#### Texte fourni:
Bis (bis) repetita. La ville de Vienne accueille depuis le 14 mars, et pour une semaine, la nouvelle session de la Commission des stupéfiants des Nations unies. À cette occasion, les représentants-es doivent débattre des stratégies internationales à mettre en place sur ce vaste enjeu de santé publique. Malheureusement, le prisme pris par les Nations unies pour répondre à ce défi désespère franchement les activistes, qui ne cessent d’expliquer, depuis des années maintenant, que les politiques actuelles, fondées sur la répression de l’usage et de la vente, ne fonctionnent pas.

#### Série d'exercices:
1. Répondez aux questions suivantes d'après le texte sur la Commission des stupéfiants :
(a) Dans quelle ville se tient la nouvelle session ?
(b) À partir de quelle date cette session a-t-elle lieu ?
(c) Sur quoi les politiques actuelles sont-elles fondées ?
2. Recopiez mot pour mot le passage du texte sur la Commission des stupéfiants qui va de « Bis (bis) repetita. » jusqu'à « ne fonctionnent pas. ».
3. Relevez toutes les indications de date ou de durée que contient le texte sur la Commission des stupéfiants.

#### Données brutes:
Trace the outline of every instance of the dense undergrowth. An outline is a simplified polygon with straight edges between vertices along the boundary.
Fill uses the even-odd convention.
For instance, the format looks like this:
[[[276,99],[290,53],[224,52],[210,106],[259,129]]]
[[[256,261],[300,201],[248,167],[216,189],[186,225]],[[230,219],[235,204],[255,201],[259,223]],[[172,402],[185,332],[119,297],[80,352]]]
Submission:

#### Réponses numérotées:
1.
(a) À Vienne.
(b) Depuis le 14 mars.
(c) Sur la répression de l'usage et de la vente.

2.
Bis (bis) repetita. La ville de Vienne accueille depuis le 14 mars, et pour une semaine, la nouvelle session de la Commission des stupéfiants des Nations unies. À cette occasion, les représentants-es doivent débattre des stratégies internationales à mettre en place sur ce vaste enjeu de santé publique. Malheureusement, le prisme pris par les Nations unies pour répondre à ce défi désespère franchement les activistes, qui ne cessent d’expliquer, depuis des années maintenant, que les politiques actuelles, fondées sur la répression de l’usage et de la vente, ne fonctionnent pas.

3.
depuis le 14 mars
pour une semaine
depuis des années maintenant